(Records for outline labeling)
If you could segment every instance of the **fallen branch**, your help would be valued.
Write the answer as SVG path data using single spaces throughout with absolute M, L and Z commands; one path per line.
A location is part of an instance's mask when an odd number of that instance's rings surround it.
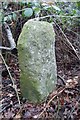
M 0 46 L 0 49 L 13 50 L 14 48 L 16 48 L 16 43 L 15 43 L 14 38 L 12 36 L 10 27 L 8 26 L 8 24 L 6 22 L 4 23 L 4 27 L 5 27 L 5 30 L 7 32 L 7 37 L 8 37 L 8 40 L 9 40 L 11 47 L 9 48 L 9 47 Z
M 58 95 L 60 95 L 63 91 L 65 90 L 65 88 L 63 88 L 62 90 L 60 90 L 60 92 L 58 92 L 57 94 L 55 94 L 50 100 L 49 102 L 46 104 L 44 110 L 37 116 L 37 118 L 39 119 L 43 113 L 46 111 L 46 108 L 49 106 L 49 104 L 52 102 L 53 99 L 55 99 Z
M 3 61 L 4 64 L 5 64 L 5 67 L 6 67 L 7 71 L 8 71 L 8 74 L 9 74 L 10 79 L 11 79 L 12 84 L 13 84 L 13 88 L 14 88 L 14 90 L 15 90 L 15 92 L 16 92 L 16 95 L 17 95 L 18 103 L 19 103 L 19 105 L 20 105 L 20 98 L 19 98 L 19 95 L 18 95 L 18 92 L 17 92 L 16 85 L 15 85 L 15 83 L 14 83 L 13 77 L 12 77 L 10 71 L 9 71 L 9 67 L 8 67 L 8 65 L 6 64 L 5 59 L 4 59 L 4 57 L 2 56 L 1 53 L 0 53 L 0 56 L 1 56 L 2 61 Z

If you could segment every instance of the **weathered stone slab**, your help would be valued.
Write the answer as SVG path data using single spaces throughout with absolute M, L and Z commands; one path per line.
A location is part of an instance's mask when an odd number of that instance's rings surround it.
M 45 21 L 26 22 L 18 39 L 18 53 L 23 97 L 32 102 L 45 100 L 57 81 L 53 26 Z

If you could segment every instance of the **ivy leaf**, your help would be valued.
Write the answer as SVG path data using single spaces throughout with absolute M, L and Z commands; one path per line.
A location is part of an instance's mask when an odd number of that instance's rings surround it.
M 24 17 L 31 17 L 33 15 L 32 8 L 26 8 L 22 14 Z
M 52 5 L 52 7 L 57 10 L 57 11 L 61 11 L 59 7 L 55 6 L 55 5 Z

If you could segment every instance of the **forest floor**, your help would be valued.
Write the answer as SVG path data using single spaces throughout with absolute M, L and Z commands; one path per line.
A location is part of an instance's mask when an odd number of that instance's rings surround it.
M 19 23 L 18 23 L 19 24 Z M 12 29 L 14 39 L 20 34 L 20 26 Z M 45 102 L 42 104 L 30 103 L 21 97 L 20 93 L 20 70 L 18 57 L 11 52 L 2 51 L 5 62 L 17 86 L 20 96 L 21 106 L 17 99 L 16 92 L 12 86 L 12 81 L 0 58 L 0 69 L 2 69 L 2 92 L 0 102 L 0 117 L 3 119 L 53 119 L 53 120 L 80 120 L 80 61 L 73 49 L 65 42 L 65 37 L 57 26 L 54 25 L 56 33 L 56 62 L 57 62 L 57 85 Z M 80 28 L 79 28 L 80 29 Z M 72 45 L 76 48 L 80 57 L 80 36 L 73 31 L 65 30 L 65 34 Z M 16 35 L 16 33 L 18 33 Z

--

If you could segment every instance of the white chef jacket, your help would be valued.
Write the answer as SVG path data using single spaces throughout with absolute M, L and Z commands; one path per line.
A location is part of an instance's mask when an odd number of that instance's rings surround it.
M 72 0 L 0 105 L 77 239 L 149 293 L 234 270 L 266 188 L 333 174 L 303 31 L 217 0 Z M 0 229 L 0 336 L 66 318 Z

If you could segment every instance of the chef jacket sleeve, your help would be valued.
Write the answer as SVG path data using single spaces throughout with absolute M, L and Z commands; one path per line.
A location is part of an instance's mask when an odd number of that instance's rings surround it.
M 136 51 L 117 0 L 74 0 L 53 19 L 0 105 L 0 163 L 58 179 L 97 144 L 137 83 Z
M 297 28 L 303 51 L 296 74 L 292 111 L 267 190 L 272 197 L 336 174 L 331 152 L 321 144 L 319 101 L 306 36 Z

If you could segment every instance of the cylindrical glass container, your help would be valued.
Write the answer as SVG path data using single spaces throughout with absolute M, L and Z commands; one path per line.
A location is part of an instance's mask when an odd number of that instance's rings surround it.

* What you are asked to do: Can you render the stretch from the line containing "If you could segment every instance of the **fallen" through the line containing "M 58 95 L 60" as a numbered list, leaving out blank lines and the picture?

* Response to this task:
1. If you could segment every instance of the **fallen branch**, your help would be valued.
2. Write the answer as SVG path data using single spaces throughout with absolute M, L and Z commands; one path per line.
3. A location is part of an instance's mask when an odd number of that instance's rings surround it.
4. M 0 46 L 0 49 L 13 50 L 14 48 L 16 48 L 16 43 L 15 43 L 14 38 L 12 36 L 10 27 L 8 26 L 8 24 L 6 22 L 4 23 L 4 27 L 5 27 L 5 30 L 7 32 L 7 37 L 8 37 L 8 40 L 9 40 L 11 47 L 9 48 L 9 47 Z
5. M 58 95 L 60 95 L 63 91 L 65 90 L 65 88 L 63 88 L 62 90 L 60 90 L 60 92 L 58 92 L 57 94 L 55 94 L 50 100 L 49 102 L 46 104 L 44 110 L 37 116 L 37 118 L 39 119 L 43 113 L 46 111 L 46 108 L 49 106 L 49 104 L 52 102 L 53 99 L 55 99 Z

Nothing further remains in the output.